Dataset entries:

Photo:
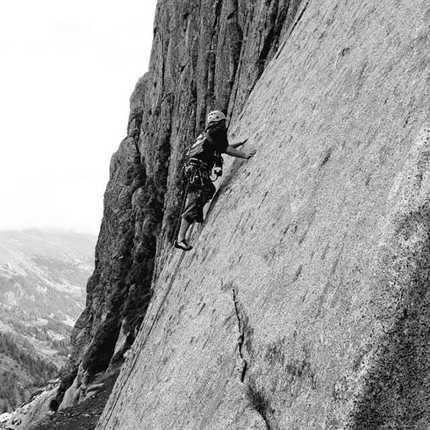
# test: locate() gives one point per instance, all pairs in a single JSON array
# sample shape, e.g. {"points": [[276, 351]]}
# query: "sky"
{"points": [[67, 71]]}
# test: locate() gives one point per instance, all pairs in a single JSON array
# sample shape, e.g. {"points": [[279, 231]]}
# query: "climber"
{"points": [[213, 142]]}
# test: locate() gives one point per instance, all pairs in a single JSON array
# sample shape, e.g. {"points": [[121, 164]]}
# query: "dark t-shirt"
{"points": [[220, 143]]}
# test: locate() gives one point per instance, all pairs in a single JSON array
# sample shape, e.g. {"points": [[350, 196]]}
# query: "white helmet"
{"points": [[215, 116]]}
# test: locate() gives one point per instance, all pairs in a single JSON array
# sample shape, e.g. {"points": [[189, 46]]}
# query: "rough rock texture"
{"points": [[206, 54], [305, 303]]}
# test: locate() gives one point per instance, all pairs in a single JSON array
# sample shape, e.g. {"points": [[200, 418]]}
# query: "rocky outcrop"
{"points": [[205, 54], [305, 303]]}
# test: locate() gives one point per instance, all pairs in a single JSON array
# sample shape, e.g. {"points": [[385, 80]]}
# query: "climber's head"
{"points": [[216, 117]]}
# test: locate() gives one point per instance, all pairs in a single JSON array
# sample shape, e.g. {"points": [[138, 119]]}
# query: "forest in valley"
{"points": [[21, 372]]}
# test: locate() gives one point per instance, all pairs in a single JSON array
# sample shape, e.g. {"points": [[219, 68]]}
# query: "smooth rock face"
{"points": [[305, 303], [206, 55]]}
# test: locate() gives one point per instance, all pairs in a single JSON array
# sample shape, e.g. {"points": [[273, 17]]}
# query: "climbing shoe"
{"points": [[183, 245]]}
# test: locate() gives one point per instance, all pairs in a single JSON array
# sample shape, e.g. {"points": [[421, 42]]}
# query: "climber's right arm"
{"points": [[239, 154]]}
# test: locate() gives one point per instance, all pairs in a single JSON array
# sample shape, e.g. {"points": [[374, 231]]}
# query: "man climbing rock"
{"points": [[204, 154]]}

Work to be completed:
Give the count of lines in the records above that hold the string "sample", and only that count.

Task output:
12